Inquest into mothers death



An inquest into the death of a woman who died six days after giving birth to her baby at Kingston Hospital, Kingston-Upon-Thames, Surrey, has been recorded as natural causes.

Jessica Palmer (34), died from multi organ failure as a result of Group A streptococcal septicaemia on the 30th June 2004, having given birth to her second child, Emily, on the 24th June 2004.

Evidence given at the two day inquest, which took place at West London coroner's court, heard by deputy coroner Elizabeth Pyggot, indicated that there had been concerns about Jessica's condition on the morning of her discharge from hospital, that she had a very high temperature soon after she got home, and was feverish for the next two days. Despite there being symptoms which could and should have led to her being diagnosed, she was only readmitted to hospital five days later.

Commenting on this morning's verdict, Claire Fazan, from national law firm, Irwin Mitchell, the solicitors representing the family, said: "Whilst we are surprised and disappointed by the verdict, the inquest has provided a lot of information about what happened between Jessica's baby's delivery and her death. Some of what we have heard has, frankly, been quite breathtaking. For example, we now know that the reason the midwife did not take Jessica's temperature on the Sunday when she complained of being feverish, was because she had not taken a thermometer with her.

It is clear from the evidence that we have heard that Jessica should have been referred back to hospital earlier and that had she been, she would probably still be alive today. I anticipate that we will be commencing a civil claim shortly.

:: Set of tasks ::
1 – Answer these questions from the inquest article:
(a) At which hospital did Jessica Palmer give birth?
(b) Who heard the inquest?
(c) Why did the midwife not take Jessica's temperature on the Sunday?
2 – Please quote the inquest article from "It is clear" to "civil claim shortly.".
The lines are not needed for anything here.

:: Data segment ::

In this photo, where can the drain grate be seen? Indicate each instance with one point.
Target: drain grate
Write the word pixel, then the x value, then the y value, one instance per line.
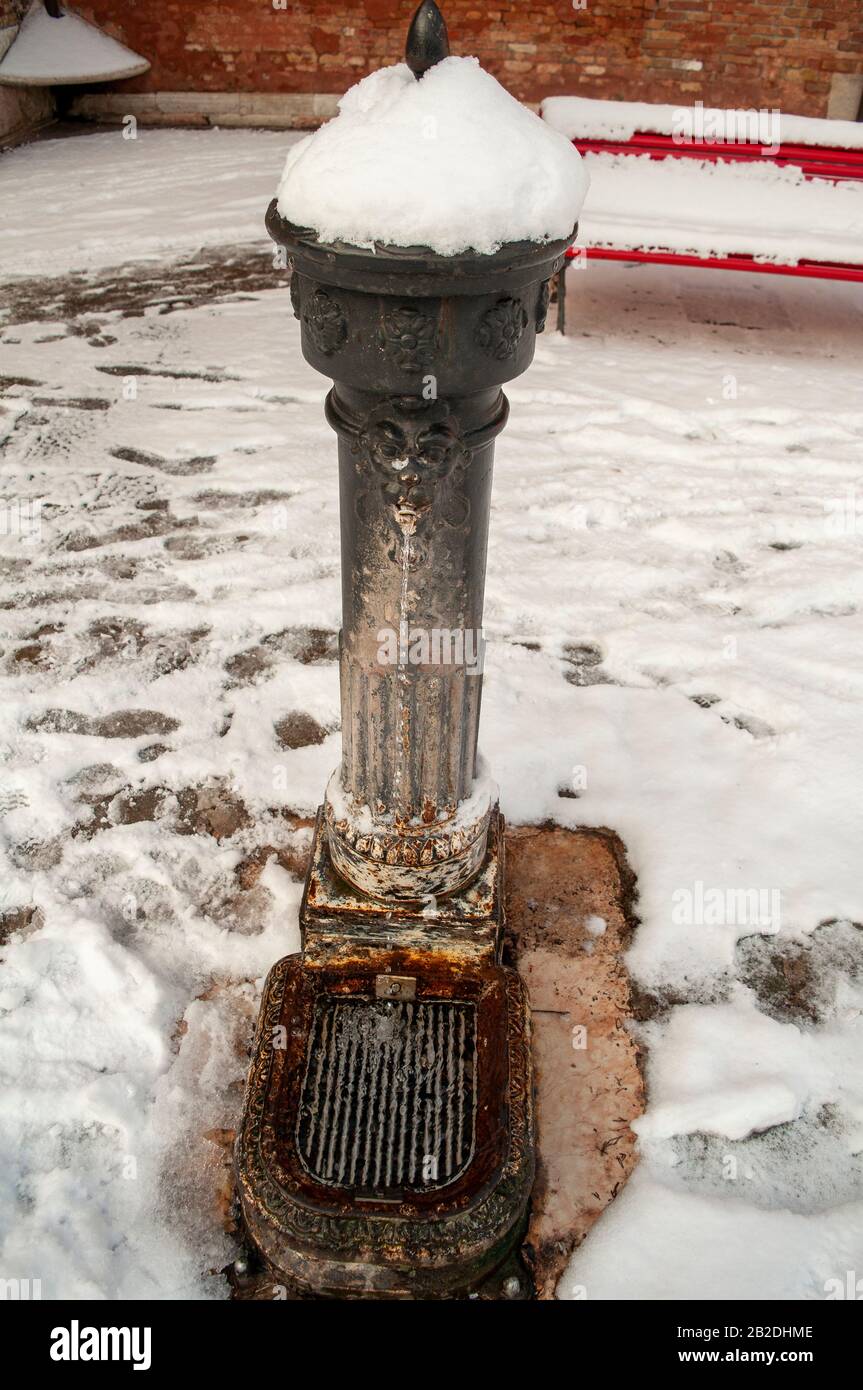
pixel 388 1100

:: Results by task ::
1 –
(a) Kingston Hospital, Kingston-Upon-Thames, Surrey
(b) Deputy coroner Elizabeth Pyggot
(c) She had not taken a thermometer with her.

2 –
It is clear from the evidence that we have heard that Jessica should have been referred back to hospital earlier and that had she been, she would probably still be alive today. I anticipate that we will be commencing a civil claim shortly.